▸ **Your task**
Write a continuation of the email reply on IndexedDB collation languages shown below, picking up after its final sentence.

Start of Text

Re: [IndexedDB] Languages for collation from Jeremy Orlow on 2010-08-13 (public-webapps@w3.org from July to September 2010)

From: Jeremy Orlow <jorlow@chromium.org>
Date: Fri, 13 Aug 2010 09:56:23 +0100
To: Pablo Castro <Pablo.Castro@microsoft.com>
Cc: Mikeal Rogers <mikeal.rogers@gmail.com>, public-webapps WG <public-webapps@w3.org>
Message-ID: <AANLkTi=VCJqwts0sd-LM7cRkCcbS6FttDzNymG+BJFV9@mail.gmail.com>

On Fri, Aug 13, 2010 at 1:31 AM, Pablo Castro <Pablo.Castro@microsoft.com>wrote:

>
> From: jorlow@google.com [mailto:jorlow@google.com] On Behalf Of Jeremy
> Orlow
> Sent: Thursday, August 12, 2010 2:18 AM
>
> >> I think we should first break down the use cases and look at how many of
> them just need _a_ sort order, how many of them a per-database sort order is
> ok, and how many of them would need something finer grained (like a per-key
> ordering).
>
> That's reasonable. What I was thinking is that any case where you'll use
> the order of items in a store/index to display things to the user (e.g. a
> list of contacts) you'd want the items to be in proper order  for the user's
> language. That will not only match users' expectations but also match other
> applications (or even other parts of the UA) that display data based on the
> current OS language or the users' choice of language.
>
> That covers a very broad spectrum of scenarios that need language-specific
> sort order.
>
> I find it unlikely that a single web app will need more than one language
> per database (or even per origin/OS account), given that most applications
> operate in a single language at any one point in time.
>

A lot of people are multi-lingual and I'm sure there will be at least some
apps that need different data sorted in different ways for each language
used.  It's quite likely that such apps could use multiple databases as a
work-around though.  (As long as they don't need to execute transactions
between them.)

End of Text
Start of Data section

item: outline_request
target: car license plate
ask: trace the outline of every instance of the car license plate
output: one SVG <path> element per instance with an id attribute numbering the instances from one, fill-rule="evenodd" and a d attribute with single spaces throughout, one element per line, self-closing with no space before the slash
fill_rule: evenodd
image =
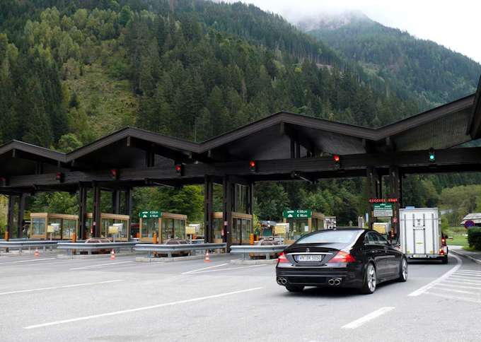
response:
<path id="1" fill-rule="evenodd" d="M 320 261 L 323 260 L 323 255 L 321 254 L 301 254 L 298 255 L 296 260 L 298 262 L 313 262 Z"/>

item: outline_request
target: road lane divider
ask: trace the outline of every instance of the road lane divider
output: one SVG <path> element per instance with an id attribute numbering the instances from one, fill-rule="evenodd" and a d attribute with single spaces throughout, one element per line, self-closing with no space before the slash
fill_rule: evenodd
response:
<path id="1" fill-rule="evenodd" d="M 427 292 L 428 290 L 429 290 L 431 288 L 432 288 L 433 286 L 436 286 L 436 284 L 441 283 L 441 281 L 445 280 L 446 278 L 452 276 L 453 273 L 456 272 L 460 269 L 460 267 L 461 267 L 461 265 L 463 265 L 463 261 L 460 259 L 460 258 L 459 258 L 458 256 L 457 256 L 454 254 L 451 254 L 451 256 L 455 258 L 456 259 L 456 261 L 458 262 L 454 266 L 454 267 L 453 267 L 451 269 L 448 271 L 446 273 L 445 273 L 444 274 L 441 276 L 437 279 L 434 279 L 433 281 L 431 281 L 429 284 L 425 285 L 422 286 L 422 288 L 418 288 L 417 290 L 412 292 L 411 293 L 410 293 L 407 295 L 409 297 L 417 297 L 418 295 L 421 295 L 423 293 L 424 293 L 425 292 Z"/>
<path id="2" fill-rule="evenodd" d="M 75 322 L 81 322 L 81 321 L 87 321 L 89 319 L 94 319 L 97 318 L 101 318 L 101 317 L 107 317 L 110 316 L 117 316 L 120 314 L 129 314 L 132 312 L 139 312 L 141 311 L 146 311 L 146 310 L 151 310 L 153 309 L 158 309 L 160 307 L 171 307 L 174 305 L 178 305 L 181 304 L 187 304 L 187 303 L 192 303 L 192 302 L 201 302 L 203 300 L 207 300 L 210 299 L 215 299 L 215 298 L 220 298 L 222 297 L 227 297 L 229 295 L 238 295 L 240 293 L 246 293 L 249 292 L 253 292 L 253 291 L 257 291 L 259 290 L 262 290 L 264 288 L 248 288 L 245 290 L 240 290 L 238 291 L 233 291 L 233 292 L 228 292 L 225 293 L 219 293 L 217 295 L 207 295 L 205 297 L 198 297 L 197 298 L 191 298 L 188 300 L 178 300 L 175 302 L 166 302 L 166 303 L 162 303 L 162 304 L 158 304 L 156 305 L 149 305 L 148 307 L 136 307 L 134 309 L 128 309 L 126 310 L 120 310 L 120 311 L 114 311 L 112 312 L 105 312 L 103 314 L 93 314 L 91 316 L 84 316 L 82 317 L 76 317 L 76 318 L 72 318 L 70 319 L 62 319 L 60 321 L 54 321 L 54 322 L 51 322 L 48 323 L 42 323 L 40 324 L 35 324 L 35 325 L 30 325 L 28 326 L 24 326 L 23 329 L 37 329 L 37 328 L 43 328 L 45 326 L 51 326 L 54 325 L 59 325 L 59 324 L 65 324 L 67 323 L 72 323 Z"/>
<path id="3" fill-rule="evenodd" d="M 88 266 L 83 266 L 81 267 L 74 267 L 73 269 L 70 269 L 70 271 L 75 271 L 78 269 L 95 269 L 95 267 L 103 267 L 104 266 L 115 266 L 115 265 L 119 265 L 120 264 L 127 264 L 127 262 L 134 262 L 133 260 L 129 260 L 127 261 L 118 261 L 118 262 L 109 262 L 108 264 L 95 264 L 95 265 L 88 265 Z"/>
<path id="4" fill-rule="evenodd" d="M 71 284 L 71 285 L 64 285 L 62 286 L 51 286 L 48 288 L 30 288 L 28 290 L 18 290 L 16 291 L 8 291 L 0 293 L 0 295 L 13 295 L 16 293 L 26 293 L 29 292 L 37 292 L 37 291 L 45 291 L 47 290 L 59 290 L 61 288 L 79 288 L 81 286 L 88 286 L 91 285 L 100 285 L 100 284 L 110 284 L 111 283 L 118 283 L 119 281 L 124 281 L 122 279 L 116 279 L 113 281 L 96 281 L 94 283 L 82 283 L 80 284 Z"/>
<path id="5" fill-rule="evenodd" d="M 227 263 L 221 264 L 220 265 L 209 266 L 209 267 L 202 267 L 202 269 L 195 269 L 195 270 L 192 270 L 192 271 L 188 271 L 187 272 L 183 272 L 183 273 L 181 273 L 180 274 L 193 273 L 195 273 L 195 272 L 198 272 L 199 271 L 204 271 L 204 270 L 206 270 L 206 269 L 214 269 L 215 267 L 221 267 L 222 266 L 226 266 L 226 265 L 227 265 Z"/>
<path id="6" fill-rule="evenodd" d="M 6 261 L 6 262 L 0 262 L 0 265 L 4 265 L 6 264 L 21 264 L 23 262 L 33 262 L 33 261 L 41 261 L 42 260 L 52 260 L 54 259 L 57 258 L 40 258 L 40 259 L 29 259 L 28 260 L 17 260 L 16 261 Z"/>
<path id="7" fill-rule="evenodd" d="M 370 314 L 366 314 L 366 316 L 363 316 L 362 317 L 356 319 L 355 321 L 352 321 L 351 323 L 342 326 L 341 329 L 354 329 L 356 328 L 359 328 L 359 326 L 361 326 L 363 324 L 365 324 L 368 322 L 372 321 L 373 319 L 378 318 L 378 317 L 382 316 L 383 314 L 389 312 L 390 311 L 394 309 L 395 309 L 394 307 L 381 307 L 381 309 L 378 309 L 377 310 L 373 311 Z"/>
<path id="8" fill-rule="evenodd" d="M 207 273 L 209 272 L 219 272 L 220 271 L 233 271 L 233 270 L 236 270 L 236 269 L 250 269 L 253 267 L 260 267 L 262 266 L 267 266 L 266 264 L 262 264 L 260 265 L 250 265 L 250 266 L 244 266 L 241 267 L 228 267 L 226 269 L 209 269 L 209 270 L 206 270 L 206 271 L 197 271 L 197 272 L 193 272 L 189 274 L 199 274 L 199 273 Z"/>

End of Data section

▸ **Solved exercise**
> >> Are there work-arounds for getting an UCA ordered data structure to hold
> data other language's order?  For example, I could imagine it'd be possible
> to do some sort of encode step on the data before insertion (and decode on
> removal) that would make UCA work.  I have no idea, but if such algorithms
> existed and were well understood, then it'd definitely make me lean towards
> punting language specification to v2.
>
> I'm not sure I understand this paragraph. "UCA ordered" may not mean much
> more than just ordering using a binary collation if the language is not
> specified. While this is typically not an issue in English, in other
> languages this introduces a varying level of deviation from users'
> expectations. Given that different languages have conflicting rules for
> collation, I'm not sure how this can be generalized independently of the
> language. Even in the UCA specification [1] the aspect of input language is
> mentioned as the most important feature of collation.
>

I understand that.  What I was asking is whether there are hacks to make it
work anyway.  i.e. ways to encode/decode the data going in/out.  In other
words, what's stored as the key would not be exactly the word you put in,
but you'd know how to undo the process on the way out.  After thinking about
it for a couple minutes, I've got some ideas on how to do it, but they're
not terribly lightweight.

Btw, my intuition is also that a database level control is the right way to
go here, but I just want to make sure we've properly considered the pros and
cons of the other possibilities.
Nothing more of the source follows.